● Work instructions
Please return, unchanged, the lines from the one containing "Would you mind pointing at the woman's shoulder" through the end of the records, and omit the pictures.

[Dataset records on where objects are located]
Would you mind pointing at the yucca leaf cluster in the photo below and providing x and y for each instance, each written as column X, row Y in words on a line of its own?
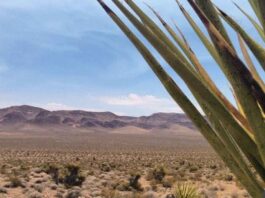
column 236, row 132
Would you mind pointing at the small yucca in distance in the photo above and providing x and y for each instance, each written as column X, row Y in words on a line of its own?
column 185, row 190
column 237, row 133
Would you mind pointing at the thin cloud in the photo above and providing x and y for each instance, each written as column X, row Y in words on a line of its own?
column 149, row 103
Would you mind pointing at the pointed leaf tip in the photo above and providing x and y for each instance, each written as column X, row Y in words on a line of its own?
column 105, row 7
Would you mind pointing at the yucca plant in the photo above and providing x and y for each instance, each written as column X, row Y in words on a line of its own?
column 237, row 133
column 185, row 190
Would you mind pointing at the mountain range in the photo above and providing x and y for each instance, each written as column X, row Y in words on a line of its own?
column 19, row 115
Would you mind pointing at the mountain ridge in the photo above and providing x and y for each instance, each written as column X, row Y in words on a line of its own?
column 26, row 114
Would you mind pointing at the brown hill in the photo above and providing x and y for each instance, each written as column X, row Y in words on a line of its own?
column 83, row 119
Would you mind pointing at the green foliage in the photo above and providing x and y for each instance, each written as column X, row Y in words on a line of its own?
column 69, row 175
column 185, row 190
column 237, row 133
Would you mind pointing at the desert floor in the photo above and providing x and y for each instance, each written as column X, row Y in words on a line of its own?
column 118, row 164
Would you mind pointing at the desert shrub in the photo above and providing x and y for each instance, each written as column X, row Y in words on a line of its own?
column 3, row 190
column 72, row 176
column 134, row 182
column 168, row 181
column 73, row 194
column 15, row 181
column 105, row 167
column 228, row 178
column 193, row 169
column 53, row 171
column 185, row 190
column 156, row 174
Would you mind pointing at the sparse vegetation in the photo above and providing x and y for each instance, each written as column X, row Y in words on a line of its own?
column 185, row 190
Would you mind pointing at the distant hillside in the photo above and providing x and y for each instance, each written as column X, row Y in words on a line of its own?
column 83, row 119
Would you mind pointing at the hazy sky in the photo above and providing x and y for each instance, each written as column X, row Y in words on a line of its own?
column 68, row 54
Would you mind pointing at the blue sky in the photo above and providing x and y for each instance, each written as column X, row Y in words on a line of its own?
column 68, row 54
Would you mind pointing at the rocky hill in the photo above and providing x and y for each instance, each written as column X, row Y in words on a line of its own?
column 83, row 119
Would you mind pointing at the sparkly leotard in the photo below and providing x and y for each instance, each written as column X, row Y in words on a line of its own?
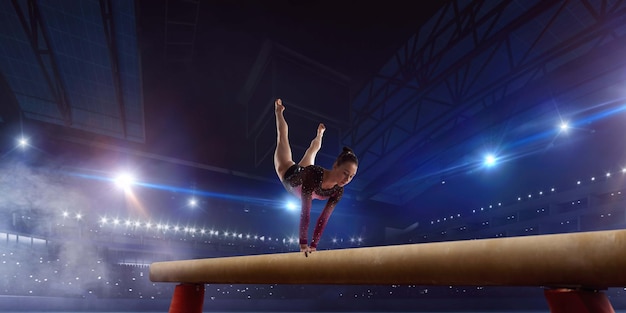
column 306, row 184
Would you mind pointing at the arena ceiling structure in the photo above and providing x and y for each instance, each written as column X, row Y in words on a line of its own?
column 74, row 64
column 481, row 68
column 429, row 88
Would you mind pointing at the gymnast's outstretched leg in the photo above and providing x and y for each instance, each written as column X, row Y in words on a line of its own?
column 282, row 155
column 316, row 145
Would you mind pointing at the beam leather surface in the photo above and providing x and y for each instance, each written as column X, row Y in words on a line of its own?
column 586, row 259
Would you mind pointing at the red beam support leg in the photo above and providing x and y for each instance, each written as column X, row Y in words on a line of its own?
column 577, row 301
column 188, row 298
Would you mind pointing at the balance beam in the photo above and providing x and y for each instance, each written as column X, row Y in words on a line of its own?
column 587, row 260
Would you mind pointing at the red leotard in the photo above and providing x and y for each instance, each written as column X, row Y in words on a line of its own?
column 306, row 184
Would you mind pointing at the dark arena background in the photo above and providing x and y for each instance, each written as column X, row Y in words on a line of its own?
column 135, row 132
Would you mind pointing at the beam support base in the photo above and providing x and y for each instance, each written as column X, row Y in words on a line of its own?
column 564, row 300
column 188, row 298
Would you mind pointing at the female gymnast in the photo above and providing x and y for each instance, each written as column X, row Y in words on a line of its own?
column 308, row 181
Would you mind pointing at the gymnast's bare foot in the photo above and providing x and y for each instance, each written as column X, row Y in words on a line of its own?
column 278, row 106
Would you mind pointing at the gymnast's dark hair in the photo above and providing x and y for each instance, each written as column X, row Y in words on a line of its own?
column 347, row 155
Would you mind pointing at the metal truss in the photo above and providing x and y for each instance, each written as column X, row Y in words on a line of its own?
column 106, row 9
column 468, row 58
column 181, row 23
column 37, row 34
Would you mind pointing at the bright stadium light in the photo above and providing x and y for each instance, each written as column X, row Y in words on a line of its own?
column 193, row 202
column 124, row 180
column 490, row 160
column 22, row 142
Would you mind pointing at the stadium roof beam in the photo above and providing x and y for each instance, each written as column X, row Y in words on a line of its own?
column 40, row 43
column 106, row 9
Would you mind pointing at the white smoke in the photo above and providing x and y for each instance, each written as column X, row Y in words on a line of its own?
column 32, row 203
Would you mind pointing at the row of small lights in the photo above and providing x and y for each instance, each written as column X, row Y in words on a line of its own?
column 608, row 175
column 201, row 231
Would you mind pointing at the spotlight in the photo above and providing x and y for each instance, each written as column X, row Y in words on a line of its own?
column 22, row 142
column 124, row 180
column 490, row 160
column 193, row 202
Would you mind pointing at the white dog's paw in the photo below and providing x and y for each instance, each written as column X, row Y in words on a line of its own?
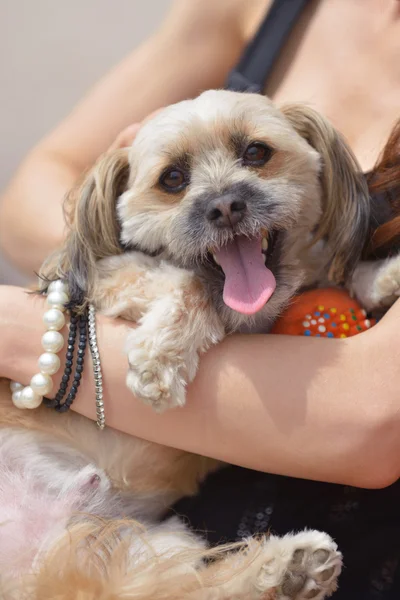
column 386, row 288
column 377, row 284
column 304, row 566
column 154, row 380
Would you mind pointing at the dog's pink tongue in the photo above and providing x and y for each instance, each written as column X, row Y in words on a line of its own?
column 248, row 282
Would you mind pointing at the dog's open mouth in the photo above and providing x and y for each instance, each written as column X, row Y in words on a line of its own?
column 249, row 283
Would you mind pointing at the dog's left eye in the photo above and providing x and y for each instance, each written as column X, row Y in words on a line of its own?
column 173, row 180
column 257, row 154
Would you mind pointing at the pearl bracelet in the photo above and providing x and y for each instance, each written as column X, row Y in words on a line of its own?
column 41, row 383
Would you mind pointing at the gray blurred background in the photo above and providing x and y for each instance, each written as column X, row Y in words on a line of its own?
column 51, row 52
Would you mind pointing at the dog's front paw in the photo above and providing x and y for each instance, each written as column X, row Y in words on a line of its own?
column 377, row 284
column 386, row 288
column 304, row 566
column 156, row 381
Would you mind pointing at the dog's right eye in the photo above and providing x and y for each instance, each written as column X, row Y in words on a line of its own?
column 173, row 180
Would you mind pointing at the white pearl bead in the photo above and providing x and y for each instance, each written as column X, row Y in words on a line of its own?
column 58, row 286
column 16, row 398
column 52, row 341
column 54, row 319
column 15, row 386
column 57, row 300
column 41, row 383
column 49, row 363
column 29, row 398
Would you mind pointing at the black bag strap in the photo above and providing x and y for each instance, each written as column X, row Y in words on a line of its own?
column 256, row 63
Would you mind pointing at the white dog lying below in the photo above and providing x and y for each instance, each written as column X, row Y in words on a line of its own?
column 208, row 225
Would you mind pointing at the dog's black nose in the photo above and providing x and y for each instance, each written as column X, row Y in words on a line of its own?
column 226, row 211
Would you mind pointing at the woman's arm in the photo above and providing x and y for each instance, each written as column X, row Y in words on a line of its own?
column 312, row 408
column 193, row 50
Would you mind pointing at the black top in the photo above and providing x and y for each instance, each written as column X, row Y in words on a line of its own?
column 236, row 502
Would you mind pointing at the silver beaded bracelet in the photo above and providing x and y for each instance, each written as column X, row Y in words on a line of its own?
column 98, row 377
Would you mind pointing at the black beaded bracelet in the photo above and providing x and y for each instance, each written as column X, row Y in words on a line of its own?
column 76, row 321
column 80, row 359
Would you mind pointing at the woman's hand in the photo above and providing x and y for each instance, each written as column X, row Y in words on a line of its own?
column 313, row 408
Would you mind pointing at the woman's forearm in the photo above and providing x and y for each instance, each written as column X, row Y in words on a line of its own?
column 31, row 213
column 157, row 73
column 308, row 408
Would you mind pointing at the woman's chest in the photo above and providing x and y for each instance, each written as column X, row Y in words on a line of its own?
column 343, row 59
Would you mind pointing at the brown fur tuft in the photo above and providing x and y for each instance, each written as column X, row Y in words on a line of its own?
column 345, row 198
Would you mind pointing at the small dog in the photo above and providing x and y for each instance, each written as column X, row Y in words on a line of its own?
column 220, row 212
column 222, row 209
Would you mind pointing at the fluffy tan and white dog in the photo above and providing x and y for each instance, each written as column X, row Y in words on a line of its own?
column 222, row 209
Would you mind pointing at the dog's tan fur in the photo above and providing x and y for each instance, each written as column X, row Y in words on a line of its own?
column 132, row 250
column 116, row 559
column 318, row 196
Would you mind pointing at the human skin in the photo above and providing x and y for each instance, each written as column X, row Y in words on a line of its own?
column 332, row 416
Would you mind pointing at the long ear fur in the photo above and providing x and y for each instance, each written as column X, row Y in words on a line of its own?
column 90, row 212
column 345, row 197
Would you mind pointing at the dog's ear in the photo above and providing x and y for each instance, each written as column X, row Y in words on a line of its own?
column 90, row 213
column 345, row 197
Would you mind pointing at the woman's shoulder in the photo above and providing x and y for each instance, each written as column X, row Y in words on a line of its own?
column 240, row 16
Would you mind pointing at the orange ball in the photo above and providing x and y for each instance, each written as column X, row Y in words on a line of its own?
column 329, row 313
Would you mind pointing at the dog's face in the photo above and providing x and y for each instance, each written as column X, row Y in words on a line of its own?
column 214, row 182
column 229, row 185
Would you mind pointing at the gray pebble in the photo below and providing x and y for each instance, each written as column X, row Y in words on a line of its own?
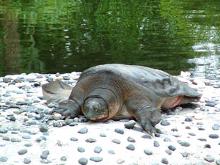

● Written response
Would you mind pointing at the woman's shoulder in the photo above and providing x and y for each instance, each written as column X, row Y in words on a line of its own?
column 240, row 16
Would you mind pointing at the orange ball in the photo above and providing x and y for each instance, each written as column X, row Y in words on a line of its own?
column 329, row 313
Would you mind pointing at the dog's face in the photo above and providing x and y for each instance, each written as column X, row Y in words on a line of its own?
column 214, row 182
column 229, row 185
Would you mind pointing at the gray pebble in the photo below and providing x and y for each instance, each written as column X, row Y in words on a line of its own?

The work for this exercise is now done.